PROBLEM TO SOLVE
Render the records from the line with "Could you kindly indicate each instance of the concrete" to the line with "<point>580,245</point>", both lines included, as a numbered list with blank lines omitted.

RECORDS SUPPLIED
▬▬▬▬▬▬

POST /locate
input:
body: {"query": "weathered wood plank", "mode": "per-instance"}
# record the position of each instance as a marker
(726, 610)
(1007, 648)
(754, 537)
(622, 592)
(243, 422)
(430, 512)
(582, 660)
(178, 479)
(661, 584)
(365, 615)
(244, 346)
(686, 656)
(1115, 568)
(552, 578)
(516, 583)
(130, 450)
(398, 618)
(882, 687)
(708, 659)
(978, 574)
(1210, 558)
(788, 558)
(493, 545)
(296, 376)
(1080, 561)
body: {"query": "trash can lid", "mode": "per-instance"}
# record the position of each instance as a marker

▬▬▬▬▬▬

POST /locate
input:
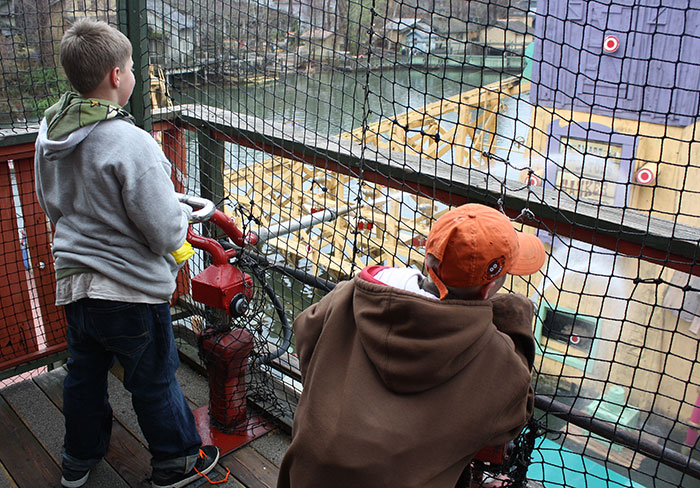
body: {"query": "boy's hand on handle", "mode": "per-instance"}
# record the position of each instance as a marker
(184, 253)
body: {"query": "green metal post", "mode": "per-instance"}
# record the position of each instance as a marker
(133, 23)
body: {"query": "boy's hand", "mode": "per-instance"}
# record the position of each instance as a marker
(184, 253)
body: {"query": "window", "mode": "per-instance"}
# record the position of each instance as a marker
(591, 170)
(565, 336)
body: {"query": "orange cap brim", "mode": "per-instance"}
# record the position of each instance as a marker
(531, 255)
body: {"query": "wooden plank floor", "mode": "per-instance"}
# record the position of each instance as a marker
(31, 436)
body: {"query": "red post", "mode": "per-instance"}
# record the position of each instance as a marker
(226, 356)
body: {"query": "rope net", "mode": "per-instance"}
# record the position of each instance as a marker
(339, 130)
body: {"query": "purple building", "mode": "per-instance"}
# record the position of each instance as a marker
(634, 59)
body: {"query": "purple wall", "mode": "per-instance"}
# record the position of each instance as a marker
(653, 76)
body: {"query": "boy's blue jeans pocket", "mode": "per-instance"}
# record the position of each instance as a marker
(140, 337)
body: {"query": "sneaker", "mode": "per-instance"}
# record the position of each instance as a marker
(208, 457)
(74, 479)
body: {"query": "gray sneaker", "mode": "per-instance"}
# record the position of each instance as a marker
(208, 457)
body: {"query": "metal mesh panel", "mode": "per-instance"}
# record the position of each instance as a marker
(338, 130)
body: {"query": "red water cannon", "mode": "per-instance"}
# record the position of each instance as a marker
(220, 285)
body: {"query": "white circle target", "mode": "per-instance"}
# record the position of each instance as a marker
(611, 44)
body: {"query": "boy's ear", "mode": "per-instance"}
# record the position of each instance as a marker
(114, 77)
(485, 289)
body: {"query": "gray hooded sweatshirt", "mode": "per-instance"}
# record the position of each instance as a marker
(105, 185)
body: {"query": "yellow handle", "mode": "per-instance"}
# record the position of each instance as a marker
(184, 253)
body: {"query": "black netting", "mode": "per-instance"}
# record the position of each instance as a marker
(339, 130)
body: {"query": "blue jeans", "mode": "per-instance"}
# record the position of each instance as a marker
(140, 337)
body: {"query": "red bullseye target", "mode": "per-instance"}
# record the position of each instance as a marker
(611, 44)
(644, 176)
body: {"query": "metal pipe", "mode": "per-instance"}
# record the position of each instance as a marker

▬▬▬▬▬▬

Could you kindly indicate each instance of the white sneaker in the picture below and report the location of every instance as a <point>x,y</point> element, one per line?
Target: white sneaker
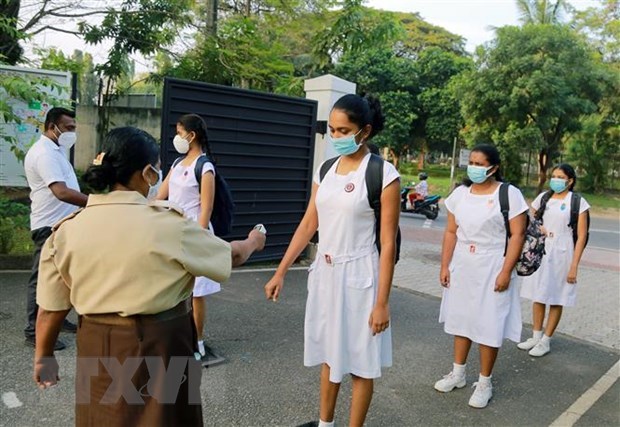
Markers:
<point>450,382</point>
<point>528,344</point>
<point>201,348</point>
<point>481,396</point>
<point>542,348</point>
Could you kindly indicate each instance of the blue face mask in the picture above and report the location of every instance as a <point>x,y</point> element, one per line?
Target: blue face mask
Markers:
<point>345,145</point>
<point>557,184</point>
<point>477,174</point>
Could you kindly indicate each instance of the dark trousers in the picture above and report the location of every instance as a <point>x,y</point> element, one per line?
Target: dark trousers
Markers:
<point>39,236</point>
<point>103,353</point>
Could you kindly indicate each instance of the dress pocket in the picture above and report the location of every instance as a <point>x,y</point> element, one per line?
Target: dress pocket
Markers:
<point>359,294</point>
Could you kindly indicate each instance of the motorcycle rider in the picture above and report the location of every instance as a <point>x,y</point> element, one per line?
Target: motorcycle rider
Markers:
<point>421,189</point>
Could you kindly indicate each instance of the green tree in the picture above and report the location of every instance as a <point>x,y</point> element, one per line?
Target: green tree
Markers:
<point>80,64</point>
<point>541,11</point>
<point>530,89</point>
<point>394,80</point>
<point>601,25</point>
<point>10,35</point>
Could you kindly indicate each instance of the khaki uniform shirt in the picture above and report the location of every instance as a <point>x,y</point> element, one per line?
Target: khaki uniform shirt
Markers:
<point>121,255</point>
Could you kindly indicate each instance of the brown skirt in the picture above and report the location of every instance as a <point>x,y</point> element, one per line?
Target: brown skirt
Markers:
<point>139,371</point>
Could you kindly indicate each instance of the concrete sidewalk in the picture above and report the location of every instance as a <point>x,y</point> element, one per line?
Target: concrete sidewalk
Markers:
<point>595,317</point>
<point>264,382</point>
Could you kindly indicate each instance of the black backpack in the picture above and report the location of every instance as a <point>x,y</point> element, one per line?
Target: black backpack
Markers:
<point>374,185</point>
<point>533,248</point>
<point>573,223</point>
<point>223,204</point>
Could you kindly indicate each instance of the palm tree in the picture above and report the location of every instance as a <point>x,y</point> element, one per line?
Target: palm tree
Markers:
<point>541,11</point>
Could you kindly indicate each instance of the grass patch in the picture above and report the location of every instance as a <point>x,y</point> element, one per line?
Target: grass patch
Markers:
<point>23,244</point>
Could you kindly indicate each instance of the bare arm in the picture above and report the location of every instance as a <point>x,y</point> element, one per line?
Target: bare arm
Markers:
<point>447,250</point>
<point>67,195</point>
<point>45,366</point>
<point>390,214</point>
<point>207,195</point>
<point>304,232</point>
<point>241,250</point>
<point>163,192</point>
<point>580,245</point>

▬▬▬▬▬▬

REPLY TO THE EXERCISE
1. Could you kindly indicate each instance of the concrete sidewalk in the picture above and report the location of every instance as a <point>x,y</point> element, one per line?
2. Target: concrete sidewalk
3. Markers:
4. <point>595,317</point>
5. <point>264,382</point>
6. Could you kindly indicate each instance of the black backpack in the picture above and report the location of every instance as a <point>x,y</point> element, one per line?
7. Target: black backpack
8. Markers:
9. <point>374,185</point>
10. <point>533,248</point>
11. <point>573,223</point>
12. <point>223,204</point>
13. Could you kindly indicate each instance of the palm tree in the picture above and report the location of every instance as a <point>x,y</point> element, one per line?
14. Target: palm tree
15. Markers:
16. <point>541,11</point>
17. Could you kindly indicate each instance of the grass patch in the picture above and report the location of every instance as a <point>x,y</point> element, one per line?
18. Target: grass patch
19. Markers:
20. <point>23,244</point>
21. Could you kindly indicate each instance of the bare arm in the picture above and report the location of every instance as a <point>x,y</point> element, one per line?
22. Target: bare arm
23. Markers:
24. <point>447,250</point>
25. <point>67,195</point>
26. <point>45,366</point>
27. <point>390,214</point>
28. <point>207,195</point>
29. <point>304,232</point>
30. <point>241,250</point>
31. <point>163,192</point>
32. <point>580,245</point>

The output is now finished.